Referring expression pointing data:

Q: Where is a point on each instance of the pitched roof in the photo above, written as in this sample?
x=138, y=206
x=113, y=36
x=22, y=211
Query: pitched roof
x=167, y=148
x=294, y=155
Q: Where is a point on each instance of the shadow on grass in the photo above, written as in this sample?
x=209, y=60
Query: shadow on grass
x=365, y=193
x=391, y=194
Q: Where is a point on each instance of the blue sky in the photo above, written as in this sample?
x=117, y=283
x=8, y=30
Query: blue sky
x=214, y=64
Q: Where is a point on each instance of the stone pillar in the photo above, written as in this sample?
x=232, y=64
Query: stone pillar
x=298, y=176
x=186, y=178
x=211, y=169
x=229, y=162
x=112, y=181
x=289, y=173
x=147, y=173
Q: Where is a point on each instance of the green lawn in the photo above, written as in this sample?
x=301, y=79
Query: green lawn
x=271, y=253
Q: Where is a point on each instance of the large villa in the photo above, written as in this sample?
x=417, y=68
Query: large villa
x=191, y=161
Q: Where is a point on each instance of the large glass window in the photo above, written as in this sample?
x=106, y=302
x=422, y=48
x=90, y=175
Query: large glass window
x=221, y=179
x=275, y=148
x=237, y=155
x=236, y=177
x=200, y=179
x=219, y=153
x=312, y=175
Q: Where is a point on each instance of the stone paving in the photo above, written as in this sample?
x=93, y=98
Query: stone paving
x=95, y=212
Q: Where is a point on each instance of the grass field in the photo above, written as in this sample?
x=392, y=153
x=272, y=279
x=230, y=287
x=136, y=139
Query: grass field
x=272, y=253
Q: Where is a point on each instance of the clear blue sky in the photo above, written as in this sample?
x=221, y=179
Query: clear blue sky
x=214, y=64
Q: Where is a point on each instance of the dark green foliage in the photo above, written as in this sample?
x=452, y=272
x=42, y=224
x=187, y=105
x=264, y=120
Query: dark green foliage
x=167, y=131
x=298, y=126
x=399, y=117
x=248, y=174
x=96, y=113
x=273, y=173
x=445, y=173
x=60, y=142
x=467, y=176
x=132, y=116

TASK PROMPT –
Look above for the line with "x=136, y=139" and the line with "x=264, y=120", and reproduce exactly those two lines plus every line between, nothing more.

WORKED SOLUTION –
x=136, y=139
Query: grass field
x=272, y=253
Q: Where is a point on each instance of the clear blue sky in the photo above, written as in this sample?
x=221, y=179
Query: clear blue sky
x=214, y=64
Q: Where is a point on each instance of the dark green foliage in the photo above, written as in this sample?
x=452, y=272
x=42, y=224
x=187, y=105
x=264, y=120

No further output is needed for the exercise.